### Your objective
Reproduce the stretch of the data from the line containing "Target: thin white cloud" through the end of the data, substituting "far mountain ridge" for "distant mountain range" and leaving everything else unchanged. Give only those lines.

>> Start

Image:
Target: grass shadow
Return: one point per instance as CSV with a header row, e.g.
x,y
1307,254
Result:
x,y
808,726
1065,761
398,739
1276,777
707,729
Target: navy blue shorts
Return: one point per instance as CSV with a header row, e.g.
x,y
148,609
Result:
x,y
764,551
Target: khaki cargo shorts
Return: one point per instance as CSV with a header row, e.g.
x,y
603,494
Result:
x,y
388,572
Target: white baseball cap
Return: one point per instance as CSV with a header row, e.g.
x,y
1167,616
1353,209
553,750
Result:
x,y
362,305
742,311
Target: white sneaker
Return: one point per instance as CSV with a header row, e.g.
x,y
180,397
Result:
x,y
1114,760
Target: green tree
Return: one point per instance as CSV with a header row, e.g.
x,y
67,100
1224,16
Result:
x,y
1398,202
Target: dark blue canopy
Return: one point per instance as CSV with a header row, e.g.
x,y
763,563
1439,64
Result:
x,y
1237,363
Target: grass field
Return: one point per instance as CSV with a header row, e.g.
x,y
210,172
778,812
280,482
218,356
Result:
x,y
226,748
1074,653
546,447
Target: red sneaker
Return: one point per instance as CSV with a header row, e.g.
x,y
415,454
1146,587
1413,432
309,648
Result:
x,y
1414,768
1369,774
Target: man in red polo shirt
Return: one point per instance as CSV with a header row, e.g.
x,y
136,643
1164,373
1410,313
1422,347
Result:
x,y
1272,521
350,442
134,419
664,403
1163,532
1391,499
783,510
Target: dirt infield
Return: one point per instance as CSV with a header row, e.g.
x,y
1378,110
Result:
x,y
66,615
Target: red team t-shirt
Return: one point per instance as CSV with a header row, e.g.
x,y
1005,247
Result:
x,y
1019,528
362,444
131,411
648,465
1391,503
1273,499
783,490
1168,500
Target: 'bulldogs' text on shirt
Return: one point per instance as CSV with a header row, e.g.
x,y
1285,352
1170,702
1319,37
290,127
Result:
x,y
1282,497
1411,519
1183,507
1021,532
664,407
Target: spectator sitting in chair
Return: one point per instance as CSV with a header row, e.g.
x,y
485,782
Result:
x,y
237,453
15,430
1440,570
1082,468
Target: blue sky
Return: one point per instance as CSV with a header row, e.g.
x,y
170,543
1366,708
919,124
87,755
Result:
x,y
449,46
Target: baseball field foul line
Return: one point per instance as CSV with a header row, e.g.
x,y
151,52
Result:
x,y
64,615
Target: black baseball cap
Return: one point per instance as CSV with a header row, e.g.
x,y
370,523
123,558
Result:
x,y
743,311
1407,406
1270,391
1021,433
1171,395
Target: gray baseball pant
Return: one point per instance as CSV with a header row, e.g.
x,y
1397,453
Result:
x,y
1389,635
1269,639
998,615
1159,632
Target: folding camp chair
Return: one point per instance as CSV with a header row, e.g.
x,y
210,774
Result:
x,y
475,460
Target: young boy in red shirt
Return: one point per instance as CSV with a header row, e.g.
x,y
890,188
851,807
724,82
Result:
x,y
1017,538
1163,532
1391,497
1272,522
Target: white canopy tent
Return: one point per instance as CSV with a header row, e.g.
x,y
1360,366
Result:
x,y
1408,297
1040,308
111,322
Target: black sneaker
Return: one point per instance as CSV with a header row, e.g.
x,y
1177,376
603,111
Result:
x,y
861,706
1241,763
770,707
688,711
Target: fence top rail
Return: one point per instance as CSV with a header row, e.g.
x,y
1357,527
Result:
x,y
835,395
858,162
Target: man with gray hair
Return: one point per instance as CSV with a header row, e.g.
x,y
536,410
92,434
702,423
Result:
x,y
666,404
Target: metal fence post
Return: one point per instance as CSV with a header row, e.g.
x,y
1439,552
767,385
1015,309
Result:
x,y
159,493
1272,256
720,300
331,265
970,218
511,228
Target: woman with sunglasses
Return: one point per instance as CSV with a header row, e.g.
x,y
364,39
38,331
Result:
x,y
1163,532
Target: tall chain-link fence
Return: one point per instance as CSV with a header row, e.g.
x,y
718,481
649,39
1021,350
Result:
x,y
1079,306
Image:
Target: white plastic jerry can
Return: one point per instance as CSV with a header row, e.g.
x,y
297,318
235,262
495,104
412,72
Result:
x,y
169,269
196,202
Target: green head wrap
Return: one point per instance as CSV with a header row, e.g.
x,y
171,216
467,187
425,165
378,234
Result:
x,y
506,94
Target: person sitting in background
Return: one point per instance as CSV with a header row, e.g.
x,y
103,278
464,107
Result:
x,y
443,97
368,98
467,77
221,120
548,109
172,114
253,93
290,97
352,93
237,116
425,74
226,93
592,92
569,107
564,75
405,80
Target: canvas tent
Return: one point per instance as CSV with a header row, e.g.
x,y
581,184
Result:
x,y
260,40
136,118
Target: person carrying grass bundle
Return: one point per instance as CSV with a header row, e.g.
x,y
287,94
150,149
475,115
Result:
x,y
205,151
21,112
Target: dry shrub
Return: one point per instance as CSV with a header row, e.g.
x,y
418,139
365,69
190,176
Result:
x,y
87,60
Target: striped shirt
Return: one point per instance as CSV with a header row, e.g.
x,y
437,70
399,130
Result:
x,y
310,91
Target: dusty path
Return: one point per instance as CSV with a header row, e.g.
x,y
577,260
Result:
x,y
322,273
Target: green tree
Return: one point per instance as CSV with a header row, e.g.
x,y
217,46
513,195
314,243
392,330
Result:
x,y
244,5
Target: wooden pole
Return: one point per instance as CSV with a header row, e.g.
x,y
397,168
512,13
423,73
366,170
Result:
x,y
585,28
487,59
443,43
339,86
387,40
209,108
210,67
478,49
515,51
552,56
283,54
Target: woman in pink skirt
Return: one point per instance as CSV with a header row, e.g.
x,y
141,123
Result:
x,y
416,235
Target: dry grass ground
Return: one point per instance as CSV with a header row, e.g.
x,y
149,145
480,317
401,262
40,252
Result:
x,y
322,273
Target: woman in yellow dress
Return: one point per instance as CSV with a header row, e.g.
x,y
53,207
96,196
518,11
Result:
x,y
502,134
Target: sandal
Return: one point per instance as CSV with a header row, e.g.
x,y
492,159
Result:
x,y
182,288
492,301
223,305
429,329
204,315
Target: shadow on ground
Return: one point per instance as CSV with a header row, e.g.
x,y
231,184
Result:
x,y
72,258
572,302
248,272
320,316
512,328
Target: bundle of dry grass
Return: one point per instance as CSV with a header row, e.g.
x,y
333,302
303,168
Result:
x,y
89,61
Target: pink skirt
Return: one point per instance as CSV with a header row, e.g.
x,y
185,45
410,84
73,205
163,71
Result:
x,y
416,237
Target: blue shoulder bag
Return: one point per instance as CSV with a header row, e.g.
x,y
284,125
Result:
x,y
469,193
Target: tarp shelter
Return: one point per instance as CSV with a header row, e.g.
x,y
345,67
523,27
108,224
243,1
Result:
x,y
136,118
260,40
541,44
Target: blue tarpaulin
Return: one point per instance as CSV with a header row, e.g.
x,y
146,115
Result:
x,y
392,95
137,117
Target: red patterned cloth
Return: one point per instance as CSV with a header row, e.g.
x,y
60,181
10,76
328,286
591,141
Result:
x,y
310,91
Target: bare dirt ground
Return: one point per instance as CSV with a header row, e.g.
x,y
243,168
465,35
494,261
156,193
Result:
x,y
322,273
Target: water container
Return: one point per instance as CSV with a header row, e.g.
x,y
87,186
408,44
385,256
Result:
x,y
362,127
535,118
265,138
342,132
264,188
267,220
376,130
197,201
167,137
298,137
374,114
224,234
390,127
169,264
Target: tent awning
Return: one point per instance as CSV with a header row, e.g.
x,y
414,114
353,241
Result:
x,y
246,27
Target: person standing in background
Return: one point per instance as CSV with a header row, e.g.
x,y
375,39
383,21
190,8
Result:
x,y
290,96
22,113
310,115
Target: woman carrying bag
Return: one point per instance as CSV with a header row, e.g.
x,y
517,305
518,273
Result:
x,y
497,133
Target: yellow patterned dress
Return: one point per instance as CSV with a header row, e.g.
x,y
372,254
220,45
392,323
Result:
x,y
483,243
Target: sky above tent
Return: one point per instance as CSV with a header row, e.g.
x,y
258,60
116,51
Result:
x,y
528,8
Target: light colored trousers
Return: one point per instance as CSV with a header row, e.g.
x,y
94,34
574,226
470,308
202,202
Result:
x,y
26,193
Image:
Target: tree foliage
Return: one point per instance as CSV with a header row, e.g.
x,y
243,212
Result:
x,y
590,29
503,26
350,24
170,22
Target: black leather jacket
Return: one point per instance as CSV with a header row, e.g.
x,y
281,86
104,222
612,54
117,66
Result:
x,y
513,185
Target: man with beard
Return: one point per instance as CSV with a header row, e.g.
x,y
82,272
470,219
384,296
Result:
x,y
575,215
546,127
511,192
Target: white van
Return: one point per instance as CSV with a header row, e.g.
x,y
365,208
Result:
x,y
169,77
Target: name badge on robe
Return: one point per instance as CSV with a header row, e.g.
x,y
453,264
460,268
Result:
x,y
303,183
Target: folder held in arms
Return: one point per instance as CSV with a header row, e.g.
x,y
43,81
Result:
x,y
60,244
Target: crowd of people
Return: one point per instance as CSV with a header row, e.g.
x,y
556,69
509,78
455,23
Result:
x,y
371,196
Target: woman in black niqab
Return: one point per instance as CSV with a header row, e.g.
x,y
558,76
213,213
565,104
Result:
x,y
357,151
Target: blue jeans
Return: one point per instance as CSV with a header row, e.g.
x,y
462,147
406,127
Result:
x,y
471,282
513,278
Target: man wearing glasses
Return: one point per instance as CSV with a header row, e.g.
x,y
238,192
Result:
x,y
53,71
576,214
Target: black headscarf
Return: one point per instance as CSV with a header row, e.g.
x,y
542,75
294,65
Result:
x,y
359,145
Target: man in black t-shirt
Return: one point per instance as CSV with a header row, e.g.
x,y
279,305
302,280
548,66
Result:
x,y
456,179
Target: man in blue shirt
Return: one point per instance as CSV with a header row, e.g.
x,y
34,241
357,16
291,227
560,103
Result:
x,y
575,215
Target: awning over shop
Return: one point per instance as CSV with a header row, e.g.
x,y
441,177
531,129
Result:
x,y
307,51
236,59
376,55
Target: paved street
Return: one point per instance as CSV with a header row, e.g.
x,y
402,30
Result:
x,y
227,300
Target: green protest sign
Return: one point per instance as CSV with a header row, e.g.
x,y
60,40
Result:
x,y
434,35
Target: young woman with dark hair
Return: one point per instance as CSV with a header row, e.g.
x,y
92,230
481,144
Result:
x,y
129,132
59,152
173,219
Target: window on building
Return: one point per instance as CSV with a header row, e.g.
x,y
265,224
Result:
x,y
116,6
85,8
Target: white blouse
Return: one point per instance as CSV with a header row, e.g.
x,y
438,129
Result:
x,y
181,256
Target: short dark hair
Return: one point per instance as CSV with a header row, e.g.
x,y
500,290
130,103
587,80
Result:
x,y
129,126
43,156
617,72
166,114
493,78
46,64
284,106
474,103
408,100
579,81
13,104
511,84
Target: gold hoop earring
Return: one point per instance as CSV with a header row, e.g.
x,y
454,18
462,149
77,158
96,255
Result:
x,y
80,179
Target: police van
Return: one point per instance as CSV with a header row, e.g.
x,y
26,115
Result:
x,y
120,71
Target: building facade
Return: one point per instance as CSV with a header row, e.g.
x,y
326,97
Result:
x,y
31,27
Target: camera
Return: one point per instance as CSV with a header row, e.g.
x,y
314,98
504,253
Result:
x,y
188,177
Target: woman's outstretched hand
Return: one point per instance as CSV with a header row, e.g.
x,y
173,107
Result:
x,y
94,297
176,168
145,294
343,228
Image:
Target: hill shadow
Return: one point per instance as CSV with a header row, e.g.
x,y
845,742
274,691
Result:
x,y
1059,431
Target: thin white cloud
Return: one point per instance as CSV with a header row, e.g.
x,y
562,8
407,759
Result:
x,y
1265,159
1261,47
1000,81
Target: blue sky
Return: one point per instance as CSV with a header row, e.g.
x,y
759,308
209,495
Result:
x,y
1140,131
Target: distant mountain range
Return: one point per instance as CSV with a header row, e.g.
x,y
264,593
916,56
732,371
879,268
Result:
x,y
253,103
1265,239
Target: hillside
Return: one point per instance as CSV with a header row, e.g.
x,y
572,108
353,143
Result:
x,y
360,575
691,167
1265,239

>> End

### The output
Target: thin white cloud
Return: one point per instance as CSV with a header row, e.g.
x,y
562,8
407,759
Result:
x,y
1265,159
1261,47
1000,81
Target: blue sky
Return: one point per instance as CSV with a header row, e.g.
x,y
759,308
209,495
Result:
x,y
1140,131
Target: far mountain ridge
Return: one point per instance as CSV with a header row, e.g.
x,y
264,593
916,56
732,371
879,268
Result:
x,y
253,103
1265,239
Target: hillside
Return: one point per instance as CSV with a header row, e.g.
x,y
572,108
353,143
Result:
x,y
360,575
691,167
1265,239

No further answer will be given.